### TEXT UNDER STUDY ###
LLMs are not Zero-Shot Reasoners for Biomedical Information Extraction

Aishik Nagar, Viktor Schlegel, Thanh-Tung Nguyen, Hao Li, Yuping Wu, Kuluhan Binici, Stefan Winkler


Abstract
Large Language Models (LLMs) are increasingly adopted for applications in healthcare, reaching the performance of domain experts on tasks such as question answering and document summarisation. Despite their success on these tasks, it is unclear how well LLMs perform on tasks that are traditionally pursued in the biomedical domain, such as structured information extration. To bridge this gap, in this paper, we systematically benchmark LLM performance in Medical Classification and Named Entity Recognition (NER) tasks. We aim to disentangle the contribution of different factors to the performance, particularly the impact of LLMs’ task knowledge and reasoning capabilities, their (parametric) domain knowledge, and addition of external knowledge. To this end, we evaluate various open LLMs—including BioMistral and Llama-2 models—on a diverse set of biomedical datasets, using standard prompting, Chain-of-Thought (CoT) and Self-Consistency based reasoning as well as Retrieval-Augmented Generation (RAG) with PubMed and Wikipedia corpora. Counter-intuitively, our results reveal that standard prompting consistently outperforms more complex techniques across both tasks, laying bare the limitations in the current application of CoT, self-consistency and RAG in the biomedical domain. Our findings suggest that advanced prompting methods developed for knowledge- or reasoning-intensive tasks, such as CoT or RAG, are not easily portable to biomedical tasks where precise structured outputs are required. This highlights the need for more effective integration of external knowledge and reasoning mechanisms in LLMs to enhance their performance in real-world biomedical applications.
### DATASET SECTION ###
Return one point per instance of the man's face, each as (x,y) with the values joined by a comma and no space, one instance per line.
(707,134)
###
EXERCISE TASKS |
**1)** List every prompting or reasoning technique that the abstract says was used to evaluate the models.
**2)** Decide whether each statement agrees with the abstract, and back each yes or no with the deciding words from the abstract.
(a) The evaluated open LLMs include BioMistral and Llama-2 models.
(b) More complex techniques outperformed standard prompting.
(c) Retrieval-Augmented Generation drew on PubMed and Wikipedia corpora.
**3)** According to the abstract, which two kinds of biomedical tasks are benchmarked?
Answer from the abstract alone.

SOLUTIONS BELOW |
**1)** Standard prompting; Chain-of-Thought (CoT); Self-Consistency based reasoning; Retrieval-Augmented Generation (RAG)

**2)**
(a) Yes: "including BioMistral and Llama-2 models"
(b) No: "standard prompting consistently outperforms more complex techniques across both tasks"
(c) Yes: "Retrieval-Augmented Generation (RAG) with PubMed and Wikipedia corpora"

**3)** Medical Classification and Named Entity Recognition (NER).